### [REQUIRED WORK]
**a)** From the AND table in the 6502 instruction reference below, list every addressing mode whose instruction length is 2 bytes.
**b)** Pick up the 6502 instruction reference below right after its last sentence about ASL, and keep writing it.

AND - AND Accumulator with Memory

N	V	T	D	I	Z	C
?		0			?

Addressing Mode	Syntax	Opcode	Bytes	Cycles
Immediate	AND #$ii	$29	2	2
Zero Page	AND $zz	$25	2	4
Zero Page, X	AND $zz,X	$35	2	4
Absolute	AND $aaaa	$2d	3	5
Absolute, X	AND $aaaa,X	$3d	3	5
Absolute, Y	AND $aaaa,Y	$39	3	5
Indirect	AND ($zz)	$32	3	7
Indexed Indirect	AND ($zz,X)	$21	2	7
Indirect, Index	AND ($zz),Y	$31	2	7

ASL - Arithmetic Shift Left

N	V	T	D	I	Z	C
?		0			?	?

Shifts the value at the location specified by the operand left by one bit, shifting in 0 to Bit0, and writes the result back to that location. Bit7 of the value before the shift is copied to the Carry flag.

### [DATA SHOWN]
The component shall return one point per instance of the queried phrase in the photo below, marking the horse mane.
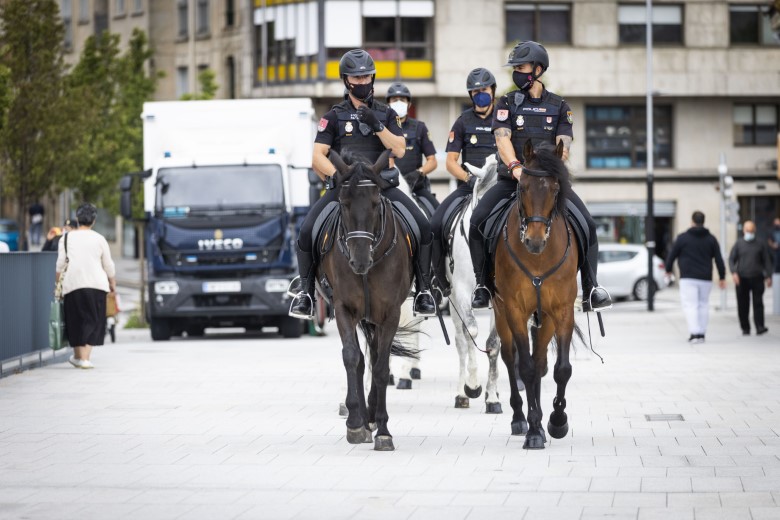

### [ANSWERS TO THE EXERCISES]
**a)** Immediate, Zero Page, Zero Page X, Indexed Indirect, Indirect Index

**b)**
Addressing Mode	Syntax	Opcode	Bytes	Cycles
Accumulator	ASL A	$0a	1	2
Zero Page	ASL $zz	$06	2	6
Zero Page, X	ASL $zz,X	$16	2	6
Absolute	ASL $aaaa	$0e	3	7
Absolute, X	ASL $aaaa,X	$1e	3	7

BBRn - Branch on Bit Reset n

N	V	T	D	I	Z	C
		0

If Bit 'n' of the value at the effective address specified by the second operand is clear, branch to the address calculated from the second operand. The second operand is treated as an 8-bit signed number, -128 to 127. When calculating the branch address, the 8-bit signed second operand is added to the address of the byte immediately following the branch instruction. For example, a branch instruction with an operand of $00 will never branch.

256-byte and 8192-byte page-boundary crossing do not incur cycle penalties, unlike other 6502-based processors(or, depending on how the HuC6280 is engineered internally, ALL branches occur a 1-cycle page-crossing penalty on the HuC6280, regardless of page crossing or not).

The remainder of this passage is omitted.